• **Extrait de page**:

────────────────

La première épreuve à laquelle je dois faire face
est certainement la plus inattendue de mon voyage : où se trouve
mon point de départ? question sans réponse, mais pas de
barrière de la langue puisque faire des dessins est le moyen de
communication le plus complet qui soit, mais Chang Ch'en (Grande Muraille
en chinois) est introuvable, alors recours aux moyens sophistiqués
recherche au GPS et découverte le long de la route de ma première
muraille ou presque : un mur de quelques mètres de haut fait de
sable et d'osier tressé , un premier tronçon de quelques
kilomètres érodé par 2000 ans de vent de sable qui
vient du "Désert du Monstre"
tout proche. La première surprise c'est sa localisation non pas
sur les contreforts montagneux bien absent dans cette région, mais
en bordure du désert, Foum Zguid aurait dit les Marocains (bouche
du désert), c'est en cet endroit que Gengis Khan est entré
en Chine en 1205 après JC avant d'envahir Pékin 10 ans plus
tard, mon objectif est le même, moins guerrier toutefois, plus amical,
hommage à 2000 ans d'histoire, hommage aux milliers d'hommes qui
laissèrent leur vie pour construire ce mur. Après un moment
d'émotion, je m'élance dans la plaine qui s'offre à
moi.

Chemin hyper roulant, température idéale (22°C),
le rêve de tout vététiste mais les buissons d'épineux
me rappellent aux réalités, et les crevaisons s’enchaînent,
elles ne me laisseront pas de répit pendant 15 jours mais c'est
aussi le plaisir de prendre son temps le soir pour réparer et
coller des Rustines et encore des Rustines, moment où l'on ne
pense à rien d'autre qu'à soi et son vélo.

────────────────

• **Données extraites**:

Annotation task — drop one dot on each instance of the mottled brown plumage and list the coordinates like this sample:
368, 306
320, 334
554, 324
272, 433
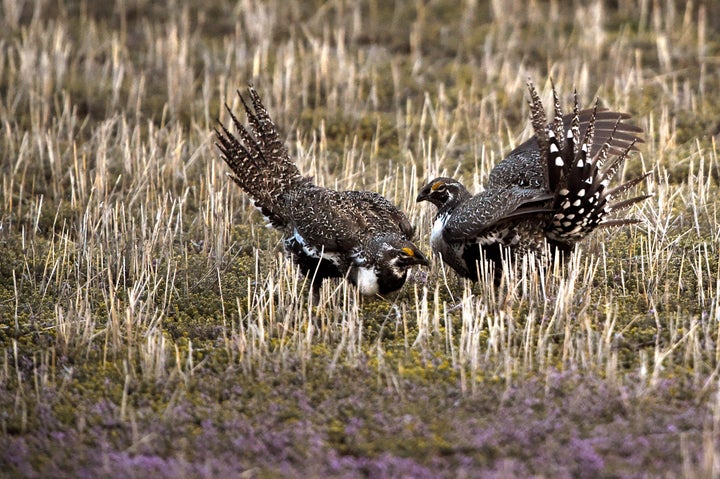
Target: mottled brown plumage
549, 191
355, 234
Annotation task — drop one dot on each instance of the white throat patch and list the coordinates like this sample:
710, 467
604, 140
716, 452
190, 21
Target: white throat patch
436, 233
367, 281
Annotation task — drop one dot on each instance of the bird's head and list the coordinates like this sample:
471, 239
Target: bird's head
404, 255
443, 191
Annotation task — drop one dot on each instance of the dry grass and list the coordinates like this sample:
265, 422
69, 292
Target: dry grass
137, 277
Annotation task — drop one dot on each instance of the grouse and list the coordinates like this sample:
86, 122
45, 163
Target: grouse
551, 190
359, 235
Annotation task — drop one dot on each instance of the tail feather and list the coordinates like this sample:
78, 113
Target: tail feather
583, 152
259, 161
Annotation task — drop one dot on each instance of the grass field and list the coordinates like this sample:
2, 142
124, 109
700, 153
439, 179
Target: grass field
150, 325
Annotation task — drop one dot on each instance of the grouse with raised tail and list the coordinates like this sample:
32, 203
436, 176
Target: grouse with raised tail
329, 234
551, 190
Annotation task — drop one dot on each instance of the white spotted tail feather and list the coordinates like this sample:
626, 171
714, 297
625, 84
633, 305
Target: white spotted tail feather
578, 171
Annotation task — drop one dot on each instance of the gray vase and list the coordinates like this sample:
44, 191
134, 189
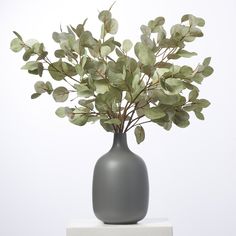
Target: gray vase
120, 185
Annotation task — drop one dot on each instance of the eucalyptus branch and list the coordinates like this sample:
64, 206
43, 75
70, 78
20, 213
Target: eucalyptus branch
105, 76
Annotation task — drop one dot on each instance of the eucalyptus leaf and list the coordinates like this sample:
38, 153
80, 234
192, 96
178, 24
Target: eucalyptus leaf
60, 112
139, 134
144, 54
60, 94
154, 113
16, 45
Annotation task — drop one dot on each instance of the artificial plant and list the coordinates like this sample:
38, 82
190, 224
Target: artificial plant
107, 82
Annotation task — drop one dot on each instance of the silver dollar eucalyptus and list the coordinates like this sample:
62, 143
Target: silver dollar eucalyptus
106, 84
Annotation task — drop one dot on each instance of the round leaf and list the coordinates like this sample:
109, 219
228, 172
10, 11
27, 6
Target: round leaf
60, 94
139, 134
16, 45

────────────────

• **Défis**:
a - Dans l'extrait de page, reprenez le passage allant de « Chemin hyper roulant, température » jusqu'à « et son vélo. » inclus, en remplaçant « vététiste » par « cycliste ».
b - Condensez le paragraphe de l'extrait de page qui commence par « Chemin hyper roulant » en conservant ses faits principaux.

• **Résultats finaux**:
a -
Chemin hyper roulant, température idéale (22°C),
le rêve de tout cycliste mais les buissons d'épineux
me rappellent aux réalités, et les crevaisons s’enchaînent,
elles ne me laisseront pas de répit pendant 15 jours mais c'est
aussi le plaisir de prendre son temps le soir pour réparer et
coller des Rustines et encore des Rustines, moment où l'on ne
pense à rien d'autre qu'à soi et son vélo.

b - Chemin très roulant et température idéale (22 °C) : le rêve de tout vététiste. Mais les buissons d'épineux provoquent des crevaisons en série, sans répit pendant 15 jours. Le soir, réparer et coller des Rustines devient pourtant un plaisir, un moment où l'on ne pense qu'à soi et à son vélo.